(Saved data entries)
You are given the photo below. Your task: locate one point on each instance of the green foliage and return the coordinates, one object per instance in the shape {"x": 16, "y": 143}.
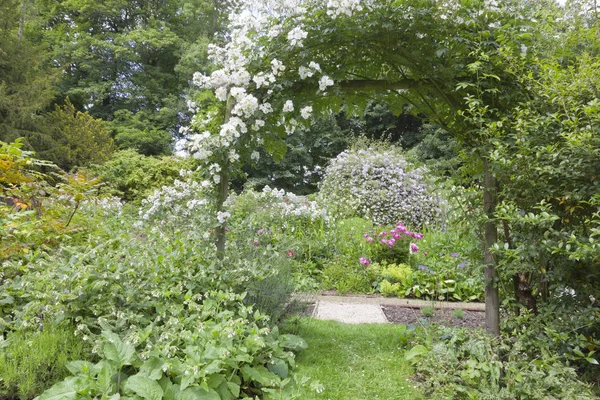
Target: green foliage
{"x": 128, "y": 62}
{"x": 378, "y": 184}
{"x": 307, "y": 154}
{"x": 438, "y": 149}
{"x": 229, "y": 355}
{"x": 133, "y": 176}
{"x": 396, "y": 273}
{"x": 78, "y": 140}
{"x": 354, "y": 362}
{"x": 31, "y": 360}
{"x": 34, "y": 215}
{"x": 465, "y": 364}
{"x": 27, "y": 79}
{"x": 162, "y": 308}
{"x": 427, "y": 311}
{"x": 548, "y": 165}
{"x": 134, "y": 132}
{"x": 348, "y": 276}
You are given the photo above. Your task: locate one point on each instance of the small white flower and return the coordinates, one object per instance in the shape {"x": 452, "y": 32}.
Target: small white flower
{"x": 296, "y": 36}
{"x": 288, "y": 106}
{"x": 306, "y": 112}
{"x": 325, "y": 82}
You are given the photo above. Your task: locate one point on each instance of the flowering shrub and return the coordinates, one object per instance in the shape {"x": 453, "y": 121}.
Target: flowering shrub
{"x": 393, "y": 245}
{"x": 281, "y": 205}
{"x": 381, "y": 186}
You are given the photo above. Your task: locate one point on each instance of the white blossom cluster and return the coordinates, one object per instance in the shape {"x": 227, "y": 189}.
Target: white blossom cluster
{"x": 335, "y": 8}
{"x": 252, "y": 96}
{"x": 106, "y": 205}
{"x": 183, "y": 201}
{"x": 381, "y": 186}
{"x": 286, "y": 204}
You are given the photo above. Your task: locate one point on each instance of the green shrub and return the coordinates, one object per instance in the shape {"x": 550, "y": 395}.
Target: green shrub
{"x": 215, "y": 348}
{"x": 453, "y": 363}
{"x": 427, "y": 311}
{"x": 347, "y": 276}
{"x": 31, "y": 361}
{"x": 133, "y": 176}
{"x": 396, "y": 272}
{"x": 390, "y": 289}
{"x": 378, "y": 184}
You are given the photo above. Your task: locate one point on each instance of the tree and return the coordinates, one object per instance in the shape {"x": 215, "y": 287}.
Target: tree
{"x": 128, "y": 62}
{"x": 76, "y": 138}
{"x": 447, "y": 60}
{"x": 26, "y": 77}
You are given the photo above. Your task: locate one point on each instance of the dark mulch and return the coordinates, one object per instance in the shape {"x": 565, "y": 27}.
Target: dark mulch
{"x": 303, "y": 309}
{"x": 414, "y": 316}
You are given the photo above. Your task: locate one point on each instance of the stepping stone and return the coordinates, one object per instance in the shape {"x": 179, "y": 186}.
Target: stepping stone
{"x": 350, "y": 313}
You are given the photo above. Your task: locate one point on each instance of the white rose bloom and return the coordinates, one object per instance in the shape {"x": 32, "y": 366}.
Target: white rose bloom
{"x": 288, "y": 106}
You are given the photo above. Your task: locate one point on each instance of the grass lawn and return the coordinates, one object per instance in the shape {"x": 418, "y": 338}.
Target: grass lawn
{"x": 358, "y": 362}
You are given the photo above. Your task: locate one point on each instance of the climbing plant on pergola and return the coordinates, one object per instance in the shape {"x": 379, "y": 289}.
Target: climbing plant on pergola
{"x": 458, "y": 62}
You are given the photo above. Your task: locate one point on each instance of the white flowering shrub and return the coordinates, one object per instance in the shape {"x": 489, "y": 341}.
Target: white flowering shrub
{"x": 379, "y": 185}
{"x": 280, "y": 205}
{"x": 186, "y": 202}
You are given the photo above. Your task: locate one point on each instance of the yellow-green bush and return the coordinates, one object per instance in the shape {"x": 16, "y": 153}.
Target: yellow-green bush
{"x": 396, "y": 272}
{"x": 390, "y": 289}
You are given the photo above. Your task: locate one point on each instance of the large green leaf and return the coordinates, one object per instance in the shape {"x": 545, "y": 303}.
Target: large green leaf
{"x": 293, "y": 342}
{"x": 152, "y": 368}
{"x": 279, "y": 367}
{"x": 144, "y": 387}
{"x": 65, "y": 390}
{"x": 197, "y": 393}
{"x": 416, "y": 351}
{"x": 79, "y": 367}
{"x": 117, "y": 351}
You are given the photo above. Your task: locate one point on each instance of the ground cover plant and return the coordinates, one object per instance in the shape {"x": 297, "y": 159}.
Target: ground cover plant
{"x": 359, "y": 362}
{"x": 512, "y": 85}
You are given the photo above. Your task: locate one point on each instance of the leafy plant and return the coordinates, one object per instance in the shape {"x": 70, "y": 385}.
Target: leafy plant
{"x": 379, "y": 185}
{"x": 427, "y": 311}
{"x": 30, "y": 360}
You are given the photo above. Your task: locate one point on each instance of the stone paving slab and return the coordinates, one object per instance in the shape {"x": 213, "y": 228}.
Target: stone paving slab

• Task
Every record above must be copied exactly; none of the pictures belong in the copy.

• Exercise response
You are given the photo below. Your task: locate one point on each instance of the green foliage and return the coordinates, one object per instance in the shape {"x": 16, "y": 143}.
Target: green foliage
{"x": 128, "y": 62}
{"x": 378, "y": 184}
{"x": 307, "y": 154}
{"x": 438, "y": 149}
{"x": 229, "y": 355}
{"x": 133, "y": 176}
{"x": 396, "y": 273}
{"x": 78, "y": 140}
{"x": 354, "y": 362}
{"x": 31, "y": 360}
{"x": 34, "y": 215}
{"x": 465, "y": 364}
{"x": 27, "y": 79}
{"x": 162, "y": 308}
{"x": 427, "y": 311}
{"x": 548, "y": 165}
{"x": 134, "y": 132}
{"x": 348, "y": 276}
You are given the photo above. Your task: locate one point on each instance of the small white flower and return the coordinates, one object per instance in the shape {"x": 452, "y": 32}.
Target: small white flower
{"x": 296, "y": 36}
{"x": 288, "y": 106}
{"x": 306, "y": 112}
{"x": 325, "y": 82}
You are given the photo above. Your task: locate one point on each instance of the flowering shrub and return the coordinates, one object per instance in the shape {"x": 453, "y": 121}.
Target: flowering shrub
{"x": 393, "y": 245}
{"x": 281, "y": 205}
{"x": 381, "y": 186}
You are given the photo above. Your task: locate one point on each instance of the white blossom cluster and return the coordinates, one object per instance in the shape {"x": 227, "y": 189}.
Target: white blossom cluster
{"x": 335, "y": 8}
{"x": 252, "y": 96}
{"x": 106, "y": 205}
{"x": 183, "y": 201}
{"x": 381, "y": 186}
{"x": 286, "y": 204}
You are given the photo above. Your task: locate one point on each instance of the green shrub and return the coordinates, one object per instance in the shape {"x": 550, "y": 395}.
Target: green shrub
{"x": 215, "y": 348}
{"x": 453, "y": 363}
{"x": 427, "y": 311}
{"x": 347, "y": 276}
{"x": 31, "y": 361}
{"x": 133, "y": 176}
{"x": 396, "y": 272}
{"x": 390, "y": 289}
{"x": 378, "y": 184}
You are given the photo above. Your task: locate one point on each instance of the tree and return the coordinates, one object per instance in the shape {"x": 215, "y": 287}.
Target: tree
{"x": 128, "y": 62}
{"x": 76, "y": 138}
{"x": 447, "y": 60}
{"x": 26, "y": 77}
You are given the photo above. Your task: locate one point on each instance of the dark mulch and return the coordinates, one object per instance in the shape {"x": 565, "y": 27}.
Target: dark mulch
{"x": 303, "y": 309}
{"x": 414, "y": 316}
You are given the photo above. Your task: locate one point on each instance of the stepping stone and return the coordinates, one object per instance in the shape {"x": 179, "y": 186}.
Target: stepping stone
{"x": 350, "y": 313}
You are given the photo above. Your task: locate one point on each instance of the white rose bloom and return the coordinates, one object per instance in the shape {"x": 32, "y": 366}.
Target: white rose bloom
{"x": 288, "y": 106}
You are given the photo above. Your task: locate one point on each instance of the grass lawn and return the coordinates, one object per instance in the shape {"x": 418, "y": 338}.
Target: grass lawn
{"x": 358, "y": 362}
You are given the photo above. Your task: locate one point on each instance of the climbing plant on pergola and return the coordinates, one object per instance in the shape {"x": 379, "y": 289}.
Target: climbing plant on pergola
{"x": 458, "y": 62}
You are given the photo above. Your task: locate one point on each instance of the white flowering shrub and return the coordinates, one object per instance in the shape {"x": 489, "y": 341}.
Target: white flowering shrub
{"x": 379, "y": 185}
{"x": 280, "y": 205}
{"x": 186, "y": 202}
You are given the photo above. Your task: locate one point on each instance of the yellow-green bush and return the coordinates, one object per instance in the shape {"x": 16, "y": 153}.
Target: yellow-green bush
{"x": 396, "y": 272}
{"x": 390, "y": 289}
You are given the photo above. Your task: locate one point on each instance of the large green leaf and return the coordinates, one object per instance in the shape {"x": 545, "y": 303}.
Target: large green leaf
{"x": 293, "y": 342}
{"x": 152, "y": 368}
{"x": 279, "y": 367}
{"x": 144, "y": 387}
{"x": 65, "y": 390}
{"x": 197, "y": 393}
{"x": 416, "y": 351}
{"x": 79, "y": 367}
{"x": 117, "y": 351}
You are given the photo above. Your task: locate one point on each instance of the ground cover plant and return the coordinates, one object per instance in the shape {"x": 297, "y": 159}.
Target: ground cover plant
{"x": 359, "y": 362}
{"x": 512, "y": 85}
You are given the photo above. Your task: locate one point on each instance of the leafy plant and return the coordinates, one object per instance in the shape {"x": 70, "y": 385}.
Target: leafy plant
{"x": 379, "y": 185}
{"x": 427, "y": 311}
{"x": 30, "y": 360}
You are given the photo above. Your task: locate one point on each instance of the stone paving slab and return the coordinates, one object per instance in the shape {"x": 213, "y": 228}.
Target: stone paving slab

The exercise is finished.